Put the stretch of material from the line containing "of the digital" through the end of the material into a Markdown table. Use the columns Row and Line, number each row, and leave out blank lines.
── Extracted material
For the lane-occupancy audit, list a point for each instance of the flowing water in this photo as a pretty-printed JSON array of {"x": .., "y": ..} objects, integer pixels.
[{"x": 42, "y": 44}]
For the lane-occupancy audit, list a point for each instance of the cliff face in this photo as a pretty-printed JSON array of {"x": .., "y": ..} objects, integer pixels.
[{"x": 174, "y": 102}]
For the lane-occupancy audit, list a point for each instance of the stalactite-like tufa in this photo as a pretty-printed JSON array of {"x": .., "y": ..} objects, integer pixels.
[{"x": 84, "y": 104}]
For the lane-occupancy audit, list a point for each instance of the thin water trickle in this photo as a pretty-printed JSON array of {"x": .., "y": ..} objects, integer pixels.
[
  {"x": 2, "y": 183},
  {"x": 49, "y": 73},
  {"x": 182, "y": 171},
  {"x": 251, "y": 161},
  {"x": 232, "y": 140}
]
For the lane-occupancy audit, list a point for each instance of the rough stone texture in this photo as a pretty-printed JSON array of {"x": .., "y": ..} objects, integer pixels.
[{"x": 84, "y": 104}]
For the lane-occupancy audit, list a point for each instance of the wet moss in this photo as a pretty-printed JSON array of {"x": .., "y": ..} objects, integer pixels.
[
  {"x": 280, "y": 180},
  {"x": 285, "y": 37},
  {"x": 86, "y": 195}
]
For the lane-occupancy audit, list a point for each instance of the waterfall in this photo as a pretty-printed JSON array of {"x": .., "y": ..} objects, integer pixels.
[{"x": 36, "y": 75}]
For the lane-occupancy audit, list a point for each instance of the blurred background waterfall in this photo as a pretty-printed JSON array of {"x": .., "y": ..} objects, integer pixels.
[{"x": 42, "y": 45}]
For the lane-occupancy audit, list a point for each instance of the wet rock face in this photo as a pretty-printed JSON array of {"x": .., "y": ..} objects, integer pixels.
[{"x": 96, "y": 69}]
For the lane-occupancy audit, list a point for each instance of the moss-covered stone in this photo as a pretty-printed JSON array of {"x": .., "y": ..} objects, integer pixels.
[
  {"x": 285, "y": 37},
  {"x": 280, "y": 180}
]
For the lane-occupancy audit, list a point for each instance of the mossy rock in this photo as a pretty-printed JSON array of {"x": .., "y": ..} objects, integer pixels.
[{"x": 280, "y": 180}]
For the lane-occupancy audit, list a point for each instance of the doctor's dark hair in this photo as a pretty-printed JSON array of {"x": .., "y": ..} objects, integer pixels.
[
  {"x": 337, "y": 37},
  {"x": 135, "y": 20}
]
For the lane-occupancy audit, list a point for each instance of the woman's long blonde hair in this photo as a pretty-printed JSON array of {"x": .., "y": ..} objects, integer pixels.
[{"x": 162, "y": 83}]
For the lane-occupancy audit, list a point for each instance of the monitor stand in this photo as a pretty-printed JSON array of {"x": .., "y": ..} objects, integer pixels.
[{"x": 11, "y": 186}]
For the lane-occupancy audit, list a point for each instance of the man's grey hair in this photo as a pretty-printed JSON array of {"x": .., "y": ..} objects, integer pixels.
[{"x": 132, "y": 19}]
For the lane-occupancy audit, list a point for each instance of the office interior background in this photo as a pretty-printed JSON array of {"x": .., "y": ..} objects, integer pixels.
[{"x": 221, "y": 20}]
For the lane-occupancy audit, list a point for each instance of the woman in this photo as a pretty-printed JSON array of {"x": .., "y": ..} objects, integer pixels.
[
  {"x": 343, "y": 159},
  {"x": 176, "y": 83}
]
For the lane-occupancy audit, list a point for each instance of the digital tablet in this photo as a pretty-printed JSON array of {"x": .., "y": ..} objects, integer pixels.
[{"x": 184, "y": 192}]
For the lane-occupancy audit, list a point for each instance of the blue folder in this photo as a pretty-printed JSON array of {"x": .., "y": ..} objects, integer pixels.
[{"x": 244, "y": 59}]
────
Task solution:
| Row | Line |
|---|---|
| 1 | For the lane-occupancy audit, list a point for each instance of the digital tablet in this photo as a pretty-printed JSON array of {"x": .., "y": ..} objects, integer pixels. |
| 2 | [{"x": 184, "y": 192}] |
| 3 | For the lane-occupancy audit, list a point for each instance of the blue folder in this photo as a pretty-printed JSON array of {"x": .., "y": ..} objects, integer pixels. |
| 4 | [{"x": 244, "y": 59}] |